### TEXTO FORNECIDO:
Passei o resto da tarde mal por ter tirado minha melhor amiga do armário. Por mais que tivesse sido um acidente, eu sabia que era errado. Também me sentia um covarde porque eu joguei a menina pra fora, mas continuei dentro. De volta em casa, expliquei pros meus pais o que eu queria dizer após o jantar: “Esse casamento é difícil de acontecer porque nós dois somos bi”. Eles ficaram em silêncio. Era a minha vez de lavar a louça, então só dei as costas para eles e comecei a molhar os pratos. Eles foram pra seus quartos e nunca mais falamos sobre isso.

A treta é que quando uma pessoa LGBT sai do armário para sua família, sua família por sua vez é colocada dentro de outro armário. É a vez dela ter a coragem de sair. É uma jornada longa e, pelo menos no início, solitária. Se demorou pra pessoa LGBT se aceitar, vai demorar pra família também. Eu percebi a jornada de minha mãe porque aos poucos ela começou a soltar “quando eu tiver uma nora… ou genro…” — depois de um tempo ela passou a só falar em “genro”. Começou a perguntar se meus amigos também eram homo/biafetivos. Soube que ela tinha saído completamente do armário quando me contou que estava conversando com alguém na academia e o assunto chegou em mim e teria dito com muita naturalidade, sem nem pensar: “Pedro até hoje não trouxe um namorado para casa.” Fiquei feliz por ela.

Hoje me considero gay, amanhã só os deuses sabem. Mas não fiz questão de corrigir a informação pros meus pais.

A verdade é que pessoas LGBT vão ter que passar o resto de suas vidas saindo do armário porque a sociedade sempre assume que todo mundo é hetero-cis. Mas estou aqui para dizer que com o tempo vai ficando mais fácil. Ainda mais quando você é feliz com sua sexualidade/afetividade e não a esconde.

A primeira vez que saí do armário foi para meus amigos da faculdade, quando eu estudava cinema. Me senti confortável porque já sabia que nem todos eram héteros. Estávamos conversando sobre Game of Thrones, qual ator ou atriz achávamos atraente. Eu só citava os homens: Jon Snow, Ramsay Snow, Theon Greyjoy… Achei injusto meus amigos de faculdade saberem antes dos de infância, então naquele dia mandei mensagem para eles contando.

### INSTRUÇÕES E REQUISITOS:
Traduza para o inglês esta frase do texto sobre sair do armário: “É uma jornada longa e, pelo menos no início, solitária.”

### MATERIAL FORNECIDO:
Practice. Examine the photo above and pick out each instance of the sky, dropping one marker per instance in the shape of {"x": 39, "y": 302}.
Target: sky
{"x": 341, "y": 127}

### A RESPOSTA:
It is a long journey and, at least at first, a lonely one.